SOURCE =

──────────────────────────────

Margaret Suto - Director IR
Good morning, everyone. Thank you for joining us on today's conference call for a discussion of last evening's earnings release. With us on the call is Phil Ackerman, Chairman and Chief Executive Officer of National Fuel Gas Company; Dave Smith, President and Chief Operating Officer of National Fuel Gas Company; Ron Tanski, Treasurer and Principal Financial Officer of National Fuel Gas Company; and Matt Cabell, President of Seneca Resources Corporation.
At the end of the prepared remarks, we will open the discussion for questions. Also, since this call is being publicly broadcast, we remind you that today's teleconference discussion will contain forward-looking statements as defined by the Private Securities Litigation Reform Act of 1995. While National Fuel's expectations, beliefs, and projections are made in good faith and are believed to have a reasonable basis, actual results may differ materially.
These statements speak only as of the date on which they are made. You may refer to last evening's earnings release for a listing of certain specific risk factors. With that, we will begin with Phil Ackerman.

──────────────────────────────

WRITTEN EXERCISE =
Say whether each statement agrees with the call opening, answering yes or no and quoting the words from it that decide: (a) Ron Tanski is Treasurer and Principal Financial Officer of National Fuel Gas Company. (b) The discussion will be opened for questions before the prepared remarks. (c) Matt Cabell is President of National Fuel Gas Company. Answer from the call opening alone.

INFORMATION SUPPLIED =
──────────────────────────────

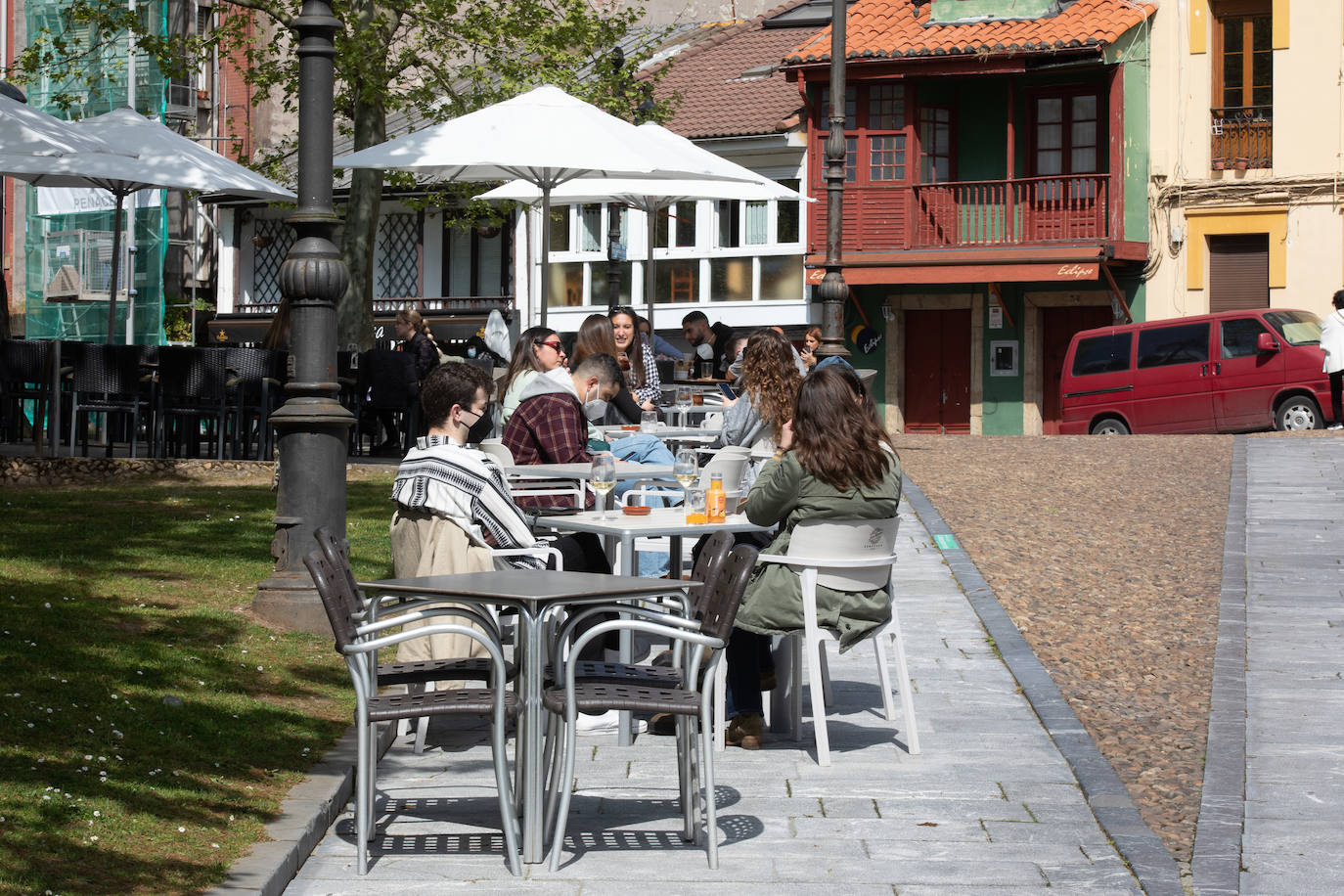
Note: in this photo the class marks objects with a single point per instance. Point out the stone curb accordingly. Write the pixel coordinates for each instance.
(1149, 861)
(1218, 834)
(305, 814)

──────────────────────────────

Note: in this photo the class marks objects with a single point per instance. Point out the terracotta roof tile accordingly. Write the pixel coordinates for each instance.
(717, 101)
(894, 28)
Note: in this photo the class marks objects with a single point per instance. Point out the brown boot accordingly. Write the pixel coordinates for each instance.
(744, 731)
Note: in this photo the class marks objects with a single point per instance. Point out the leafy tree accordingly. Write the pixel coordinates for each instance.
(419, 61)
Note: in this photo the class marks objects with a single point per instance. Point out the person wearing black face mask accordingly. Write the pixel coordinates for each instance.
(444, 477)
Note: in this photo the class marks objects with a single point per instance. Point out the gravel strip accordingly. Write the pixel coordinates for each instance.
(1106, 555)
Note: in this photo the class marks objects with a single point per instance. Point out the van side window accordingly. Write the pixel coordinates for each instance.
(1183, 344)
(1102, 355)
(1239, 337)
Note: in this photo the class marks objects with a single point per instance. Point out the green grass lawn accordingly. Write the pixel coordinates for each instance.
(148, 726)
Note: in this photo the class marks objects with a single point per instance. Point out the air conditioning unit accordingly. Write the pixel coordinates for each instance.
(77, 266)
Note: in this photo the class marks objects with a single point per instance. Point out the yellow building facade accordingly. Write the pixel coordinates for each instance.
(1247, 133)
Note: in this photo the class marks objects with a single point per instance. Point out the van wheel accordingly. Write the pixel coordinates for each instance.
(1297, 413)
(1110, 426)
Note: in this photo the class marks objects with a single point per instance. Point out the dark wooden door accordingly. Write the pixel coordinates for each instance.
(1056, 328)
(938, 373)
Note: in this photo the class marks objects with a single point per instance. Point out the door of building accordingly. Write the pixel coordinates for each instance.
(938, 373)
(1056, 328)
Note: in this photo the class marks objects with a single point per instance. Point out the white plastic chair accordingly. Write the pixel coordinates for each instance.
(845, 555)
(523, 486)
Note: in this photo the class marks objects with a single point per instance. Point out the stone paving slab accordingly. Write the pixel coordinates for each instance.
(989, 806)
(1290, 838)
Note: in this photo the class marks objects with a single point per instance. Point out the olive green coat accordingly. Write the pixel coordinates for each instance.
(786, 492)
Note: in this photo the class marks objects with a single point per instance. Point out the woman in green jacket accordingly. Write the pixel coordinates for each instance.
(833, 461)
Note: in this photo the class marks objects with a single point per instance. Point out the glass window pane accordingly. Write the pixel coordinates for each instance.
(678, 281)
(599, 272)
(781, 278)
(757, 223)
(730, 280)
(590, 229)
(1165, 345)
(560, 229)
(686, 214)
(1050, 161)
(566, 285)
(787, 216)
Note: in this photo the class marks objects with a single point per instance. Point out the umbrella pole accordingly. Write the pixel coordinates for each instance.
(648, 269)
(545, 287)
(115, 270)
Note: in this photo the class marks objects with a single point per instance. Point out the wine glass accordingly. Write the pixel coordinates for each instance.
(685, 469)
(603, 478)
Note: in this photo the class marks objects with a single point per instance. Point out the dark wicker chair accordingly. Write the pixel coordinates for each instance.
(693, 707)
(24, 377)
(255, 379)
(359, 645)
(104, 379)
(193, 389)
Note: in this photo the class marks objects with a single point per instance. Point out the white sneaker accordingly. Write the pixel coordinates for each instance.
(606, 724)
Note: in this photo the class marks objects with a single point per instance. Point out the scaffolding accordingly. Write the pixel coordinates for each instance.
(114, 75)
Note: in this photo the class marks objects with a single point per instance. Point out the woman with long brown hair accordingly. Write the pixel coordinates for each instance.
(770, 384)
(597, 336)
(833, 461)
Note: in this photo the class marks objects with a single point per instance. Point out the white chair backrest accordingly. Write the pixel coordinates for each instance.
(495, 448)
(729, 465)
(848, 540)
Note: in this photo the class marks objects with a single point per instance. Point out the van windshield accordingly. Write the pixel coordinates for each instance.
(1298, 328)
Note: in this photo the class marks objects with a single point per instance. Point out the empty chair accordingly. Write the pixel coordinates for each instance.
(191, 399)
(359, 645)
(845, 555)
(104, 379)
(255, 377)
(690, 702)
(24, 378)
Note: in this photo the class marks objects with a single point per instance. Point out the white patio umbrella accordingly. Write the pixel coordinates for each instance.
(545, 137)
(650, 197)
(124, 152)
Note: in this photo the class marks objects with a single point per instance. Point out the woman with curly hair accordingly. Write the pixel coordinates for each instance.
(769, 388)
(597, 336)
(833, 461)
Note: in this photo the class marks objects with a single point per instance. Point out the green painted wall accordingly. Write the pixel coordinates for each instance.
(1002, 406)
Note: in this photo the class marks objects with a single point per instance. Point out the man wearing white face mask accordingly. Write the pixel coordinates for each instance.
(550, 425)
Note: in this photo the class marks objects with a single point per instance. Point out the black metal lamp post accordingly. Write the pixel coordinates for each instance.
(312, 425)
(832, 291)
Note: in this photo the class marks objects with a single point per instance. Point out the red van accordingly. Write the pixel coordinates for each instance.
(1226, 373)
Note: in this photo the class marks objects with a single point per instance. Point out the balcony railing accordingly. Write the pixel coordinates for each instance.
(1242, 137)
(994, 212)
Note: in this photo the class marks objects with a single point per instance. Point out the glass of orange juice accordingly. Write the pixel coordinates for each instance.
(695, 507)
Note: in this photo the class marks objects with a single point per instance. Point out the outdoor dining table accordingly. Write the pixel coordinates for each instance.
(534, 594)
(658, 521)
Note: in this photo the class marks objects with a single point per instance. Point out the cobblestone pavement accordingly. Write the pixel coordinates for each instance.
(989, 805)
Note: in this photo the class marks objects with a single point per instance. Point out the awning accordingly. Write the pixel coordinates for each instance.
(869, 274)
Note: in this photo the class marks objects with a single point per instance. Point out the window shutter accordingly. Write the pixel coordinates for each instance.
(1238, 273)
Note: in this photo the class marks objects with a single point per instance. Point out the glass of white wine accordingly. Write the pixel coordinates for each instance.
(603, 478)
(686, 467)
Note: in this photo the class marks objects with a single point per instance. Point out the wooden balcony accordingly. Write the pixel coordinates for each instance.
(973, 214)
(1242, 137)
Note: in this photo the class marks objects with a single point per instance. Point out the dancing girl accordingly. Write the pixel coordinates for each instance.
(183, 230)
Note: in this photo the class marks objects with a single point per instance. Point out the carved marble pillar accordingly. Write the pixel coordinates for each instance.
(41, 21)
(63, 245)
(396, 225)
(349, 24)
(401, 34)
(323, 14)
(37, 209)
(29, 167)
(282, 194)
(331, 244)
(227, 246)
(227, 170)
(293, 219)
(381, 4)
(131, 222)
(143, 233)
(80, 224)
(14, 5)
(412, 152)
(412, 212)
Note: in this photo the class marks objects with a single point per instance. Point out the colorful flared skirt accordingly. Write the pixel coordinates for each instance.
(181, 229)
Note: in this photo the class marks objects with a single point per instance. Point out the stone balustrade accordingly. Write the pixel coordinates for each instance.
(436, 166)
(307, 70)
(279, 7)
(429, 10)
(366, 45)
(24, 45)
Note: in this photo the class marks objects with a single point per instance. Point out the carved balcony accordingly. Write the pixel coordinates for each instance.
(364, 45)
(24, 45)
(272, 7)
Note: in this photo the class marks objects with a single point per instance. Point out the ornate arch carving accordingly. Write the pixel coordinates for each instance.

──────────────────────────────

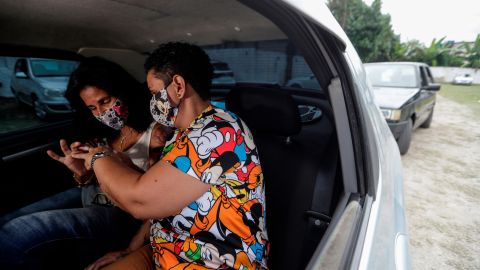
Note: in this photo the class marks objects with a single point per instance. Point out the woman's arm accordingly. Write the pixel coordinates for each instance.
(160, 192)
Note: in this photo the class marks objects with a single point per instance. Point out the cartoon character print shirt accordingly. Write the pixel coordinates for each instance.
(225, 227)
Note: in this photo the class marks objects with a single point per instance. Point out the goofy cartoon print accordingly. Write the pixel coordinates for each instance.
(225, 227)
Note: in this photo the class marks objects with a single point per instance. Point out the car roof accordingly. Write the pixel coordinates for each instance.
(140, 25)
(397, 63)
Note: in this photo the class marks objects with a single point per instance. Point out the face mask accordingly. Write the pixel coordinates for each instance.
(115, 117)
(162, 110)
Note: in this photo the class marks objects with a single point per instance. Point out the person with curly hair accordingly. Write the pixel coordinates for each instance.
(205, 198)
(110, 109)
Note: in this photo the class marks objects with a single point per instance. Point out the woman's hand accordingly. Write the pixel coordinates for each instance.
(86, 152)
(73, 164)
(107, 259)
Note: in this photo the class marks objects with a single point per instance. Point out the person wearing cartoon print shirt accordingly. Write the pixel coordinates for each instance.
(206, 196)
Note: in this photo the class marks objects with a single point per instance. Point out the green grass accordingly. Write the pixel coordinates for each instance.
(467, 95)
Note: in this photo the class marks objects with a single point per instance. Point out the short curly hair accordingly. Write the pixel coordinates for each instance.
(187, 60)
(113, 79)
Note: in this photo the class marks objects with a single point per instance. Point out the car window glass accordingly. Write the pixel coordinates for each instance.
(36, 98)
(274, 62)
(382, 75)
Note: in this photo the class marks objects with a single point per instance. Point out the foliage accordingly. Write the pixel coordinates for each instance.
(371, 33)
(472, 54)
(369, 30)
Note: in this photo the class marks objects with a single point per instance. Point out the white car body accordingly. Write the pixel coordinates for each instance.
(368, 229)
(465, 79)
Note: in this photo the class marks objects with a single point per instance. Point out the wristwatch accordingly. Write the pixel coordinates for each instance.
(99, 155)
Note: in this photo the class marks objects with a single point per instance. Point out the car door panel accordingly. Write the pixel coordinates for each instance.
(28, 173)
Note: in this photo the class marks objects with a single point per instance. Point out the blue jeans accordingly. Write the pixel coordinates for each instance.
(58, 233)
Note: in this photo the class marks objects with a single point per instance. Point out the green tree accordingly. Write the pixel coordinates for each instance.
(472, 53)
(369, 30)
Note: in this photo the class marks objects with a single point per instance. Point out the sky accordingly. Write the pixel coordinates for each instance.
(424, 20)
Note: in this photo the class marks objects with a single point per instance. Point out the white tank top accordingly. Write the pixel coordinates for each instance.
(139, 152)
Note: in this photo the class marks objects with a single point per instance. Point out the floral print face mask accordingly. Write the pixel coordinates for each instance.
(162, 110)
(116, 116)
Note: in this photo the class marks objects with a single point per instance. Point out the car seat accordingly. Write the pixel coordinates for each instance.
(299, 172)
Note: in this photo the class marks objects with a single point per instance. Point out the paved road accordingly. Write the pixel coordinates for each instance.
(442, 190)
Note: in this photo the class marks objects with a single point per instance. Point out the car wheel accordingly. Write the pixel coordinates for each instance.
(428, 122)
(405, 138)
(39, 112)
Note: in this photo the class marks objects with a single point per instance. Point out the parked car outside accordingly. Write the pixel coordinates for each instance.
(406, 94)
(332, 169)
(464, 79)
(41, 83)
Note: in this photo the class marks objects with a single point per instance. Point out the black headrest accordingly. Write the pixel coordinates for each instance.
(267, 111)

──────────────────────────────

ANSWER TO THIS EXERCISE =
(a) Yes: "Ron Tanski, Treasurer and Principal Financial Officer of National Fuel Gas Company"
(b) No: "At the end of the prepared remarks, we will open the discussion for questions."
(c) No: "Matt Cabell, President of Seneca Resources Corporation"